(SUPPLIED PASSAGE Opens)
Updated Fish Advisory Issued for Salmon Falls Creek Reservoir

The Idaho Division of Public Health is revising its fish advisory for Salmon Falls Creek Reservoir in south-central Idaho because of updated sampling and testing for mercury.

An advisory for mercury in fish from Salmon Falls Creek Reservoir has been in place since 2004. Recent sampling and testing of various sizes of fish has prompted the revision. 

The new advisory suggests women who are pregnant, wanting to become pregnant, women who are nursing, and children younger than 15 years of age can now consume up to two meals per month of walleye if the fish are less than 16 inches. The recommendation to not eat walleye (16 inches or larger) and smallmouth bass remains in effect for these women and children. The general population also is advised to limit their meals of some fish species from the reservoir to avoid exposure to mercury. The revised guidelines show the meals per month that can be safely eaten from Salmon Falls Creek Reservoir:

Fish Species

Number of Meals* Per Month

Pregnant women, women who are nursing or planning to become pregnant and children under 15 years of age:

General Population (people not in first group):

Rainbow Trout

6

22

Smallmouth Bass

Do Not Eat

6

Walleye (under 16 inches)

2

10

Walleye (16-20 inches)

Do Not Eat

6

Walleye (over 20 inches)

Do Not Eat

2

Yellow Perch

2

10

*Meal size = 4 ounces for adults and 2.25 ounces for children

A list of other specific water body fish advisories can be found on Idaho Department of Health and Welfare’s website (www.fishadvisory.dhw.idaho.gov).

DHW advises that the benefits of eating fish are great, and Idahoans should not stop eating fish. But they should choose carefully the type and amount of fish they eat. Fish are low in fat, high in protein and have many beneficial nutrients, including omega-3 fatty acids. The American Heart Association recommends that individuals eat 2-3 servings a week of fish, including shellfish, to improve heart health. But mercury can affect the development of children’s nervous systems and their ability to learn, and Idaho health officials are advising the public to follow the suggested eating guidelines so the benefits of eating fish outweigh the potential harm.
(SUPPLIED PASSAGE Closes)
(RECORDS SUPPLIED Opens)
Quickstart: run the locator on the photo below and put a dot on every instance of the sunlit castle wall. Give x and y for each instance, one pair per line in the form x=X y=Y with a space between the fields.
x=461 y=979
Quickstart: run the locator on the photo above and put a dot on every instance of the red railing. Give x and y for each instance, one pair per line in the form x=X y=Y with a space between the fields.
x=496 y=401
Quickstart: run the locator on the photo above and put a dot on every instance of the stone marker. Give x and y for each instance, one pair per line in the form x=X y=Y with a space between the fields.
(RECORDS SUPPLIED Closes)
**TASKS AND EXERCISES**.
1. According to the fish advisory, since what year has a mercury advisory been in place for Salmon Falls Creek Reservoir?
2. Retype the part of the fish advisory starting with "The Idaho Division" and going on through "testing for mercury.".
3. Decide whether each statement agrees with the fish advisory, answering yes or no and quoting the words that decide it: (a) A meal for children is defined as 2.25 ounces. (b) DHW advises Idahoans to stop eating fish. (c) The American Heart Association recommends eating 2-3 servings of fish a week.

**TASK-BY-TASK SOLUTIONS**.
1. Since 2004.

2.
The Idaho Division of Public Health is revising its fish advisory for Salmon Falls Creek Reservoir in south-central Idaho because of updated sampling and testing for mercury.

3.
(a) Yes: "Meal size = 4 ounces for adults and 2.25 ounces for children"
(b) No: "Idahoans should not stop eating fish"
(c) Yes: "The American Heart Association recommends that individuals eat 2-3 servings a week of fish"